━━━ RECORDS PROVIDED ━━━
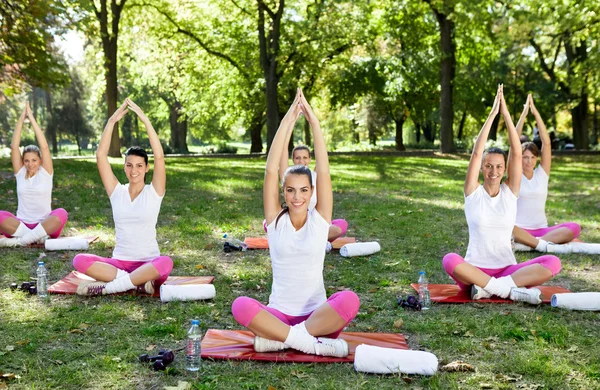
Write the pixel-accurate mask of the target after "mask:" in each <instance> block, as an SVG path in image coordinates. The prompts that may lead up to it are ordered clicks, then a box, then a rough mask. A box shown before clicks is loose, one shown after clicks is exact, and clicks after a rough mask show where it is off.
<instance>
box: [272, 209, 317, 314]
mask: <svg viewBox="0 0 600 390" xmlns="http://www.w3.org/2000/svg"><path fill="white" fill-rule="evenodd" d="M276 221H277V219H275V220H273V222H271V224H270V225H269V226H268V227H267V238H268V240H269V252H270V255H271V267H272V269H273V285H272V287H271V295H270V297H269V307H272V308H274V309H277V310H279V311H281V312H283V313H285V314H287V315H292V316H302V315H306V314H309V313H311V312H313V311H314V310H316V309H317V308H318V307H319V306H321V305H322V304H323V303H325V302H326V300H327V296H326V294H325V287H324V285H323V263H324V260H325V246H326V244H327V233H328V231H329V224H328V223H327V222H326V221H325V220H324V219H323V217H322V216H321V214H319V212H318V211H317V210H316V209H310V210H309V211H308V218H307V220H306V223H305V224H304V226H302V228H300V230H298V231H296V229H295V228H294V226H293V225H292V221H291V220H290V215H289V213H285V214H283V215H282V216H281V218H279V221H277V227H275V223H276Z"/></svg>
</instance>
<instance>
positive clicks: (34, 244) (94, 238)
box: [0, 234, 98, 248]
mask: <svg viewBox="0 0 600 390" xmlns="http://www.w3.org/2000/svg"><path fill="white" fill-rule="evenodd" d="M0 238H4V236H3V235H2V234H0ZM70 238H71V239H72V238H83V239H84V240H87V241H88V243H89V244H91V243H92V242H94V241H96V240H97V239H98V236H72V237H58V238H51V240H63V239H70ZM17 248H18V247H17ZM26 248H45V245H44V244H31V245H27V247H26Z"/></svg>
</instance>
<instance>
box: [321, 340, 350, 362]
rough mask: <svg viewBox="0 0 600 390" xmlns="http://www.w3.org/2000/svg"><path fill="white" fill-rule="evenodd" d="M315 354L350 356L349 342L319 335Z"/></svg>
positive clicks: (337, 356) (334, 355) (344, 340)
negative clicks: (330, 338)
mask: <svg viewBox="0 0 600 390" xmlns="http://www.w3.org/2000/svg"><path fill="white" fill-rule="evenodd" d="M315 355H319V356H335V357H346V356H348V343H347V342H346V340H344V339H328V338H325V337H317V342H316V343H315Z"/></svg>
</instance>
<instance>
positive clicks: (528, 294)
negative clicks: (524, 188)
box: [442, 85, 560, 304]
mask: <svg viewBox="0 0 600 390" xmlns="http://www.w3.org/2000/svg"><path fill="white" fill-rule="evenodd" d="M498 112H500V113H501V114H502V116H503V118H504V122H505V123H506V127H507V130H508V138H509V141H510V145H511V148H512V151H513V153H511V156H510V161H509V165H508V177H507V178H506V180H505V182H504V183H502V179H503V177H504V172H505V170H506V160H505V154H504V152H503V151H502V150H501V149H498V148H490V149H488V150H485V151H484V148H485V142H486V140H487V137H488V134H489V132H490V128H491V126H492V122H493V120H494V118H495V116H496V115H497V114H498ZM519 146H520V141H519V136H518V135H517V132H516V130H515V127H514V125H513V123H512V120H511V118H510V113H509V112H508V108H507V107H506V102H505V100H504V94H503V89H502V86H501V85H500V86H499V87H498V93H497V94H496V99H495V101H494V106H493V107H492V111H491V112H490V115H489V117H488V118H487V120H486V122H485V124H484V125H483V128H482V129H481V131H480V132H479V136H478V137H477V140H476V141H475V145H474V147H473V153H472V155H471V161H470V162H469V168H468V170H467V177H466V180H465V188H464V191H465V216H466V218H467V224H468V226H469V245H468V247H467V254H466V256H465V258H462V257H461V256H460V255H459V254H456V253H449V254H447V255H446V256H444V260H443V261H442V264H443V266H444V269H445V270H446V272H447V273H448V274H449V275H450V276H451V277H452V278H453V279H454V280H455V281H456V282H457V283H458V285H459V286H460V287H461V288H462V289H466V288H469V287H470V288H471V297H472V298H473V299H481V298H489V297H491V296H492V295H496V296H499V297H502V298H510V299H511V300H515V301H523V302H528V303H532V304H539V303H541V302H542V300H541V292H540V290H539V289H537V288H526V287H527V286H536V285H539V284H542V283H544V282H546V281H548V280H549V279H551V278H552V277H553V276H554V275H556V274H557V273H558V272H559V271H560V260H559V259H558V257H556V256H552V255H545V256H541V257H537V258H535V259H533V260H529V261H526V262H523V263H520V264H517V260H516V259H515V256H514V254H513V252H512V248H511V234H512V230H513V227H514V225H515V219H516V215H517V194H518V193H519V188H520V184H521V175H522V166H521V148H519ZM480 171H481V172H482V173H483V185H481V184H480V183H479V172H480Z"/></svg>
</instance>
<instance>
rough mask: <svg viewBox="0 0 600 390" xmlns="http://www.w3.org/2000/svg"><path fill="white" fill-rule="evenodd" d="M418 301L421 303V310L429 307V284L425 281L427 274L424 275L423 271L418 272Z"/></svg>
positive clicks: (429, 299)
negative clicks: (418, 281) (426, 274)
mask: <svg viewBox="0 0 600 390" xmlns="http://www.w3.org/2000/svg"><path fill="white" fill-rule="evenodd" d="M419 302H420V303H421V310H428V309H429V308H431V300H430V299H429V286H428V283H427V276H425V271H421V272H419Z"/></svg>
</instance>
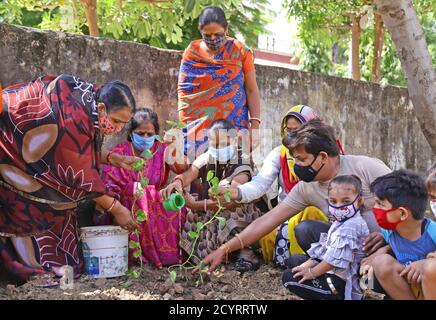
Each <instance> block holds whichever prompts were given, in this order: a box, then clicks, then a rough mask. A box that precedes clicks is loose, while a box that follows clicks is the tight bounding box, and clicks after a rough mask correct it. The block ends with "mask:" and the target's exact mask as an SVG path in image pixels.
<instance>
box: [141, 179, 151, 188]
mask: <svg viewBox="0 0 436 320" xmlns="http://www.w3.org/2000/svg"><path fill="white" fill-rule="evenodd" d="M148 183H149V180H148V178H142V179H141V181H140V184H141V186H142V187H143V188H145V187H146V186H148Z"/></svg>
━━━
*THE PROBLEM:* In the records above, find the line with "positive clicks: (34, 244) (94, 238)"; write out exactly that line and each one after it, stopping after the line with "positive clicks: (337, 356)".

*OUTPUT OF THE TASK:*
positive clicks: (34, 244) (94, 238)
box: [0, 234, 98, 248]
mask: <svg viewBox="0 0 600 390" xmlns="http://www.w3.org/2000/svg"><path fill="white" fill-rule="evenodd" d="M0 238H4V236H3V235H2V234H0ZM70 238H71V239H72V238H83V239H84V240H87V241H88V243H89V244H91V243H92V242H94V241H96V240H97V239H98V236H72V237H58V238H51V240H63V239H70ZM17 248H18V247H17ZM26 248H45V245H44V244H31V245H27V247H26Z"/></svg>
</instance>
<instance>
box: [321, 340, 350, 362]
rough mask: <svg viewBox="0 0 600 390" xmlns="http://www.w3.org/2000/svg"><path fill="white" fill-rule="evenodd" d="M315 354L350 356L349 342L319 335Z"/></svg>
positive clicks: (337, 356) (334, 355) (344, 340)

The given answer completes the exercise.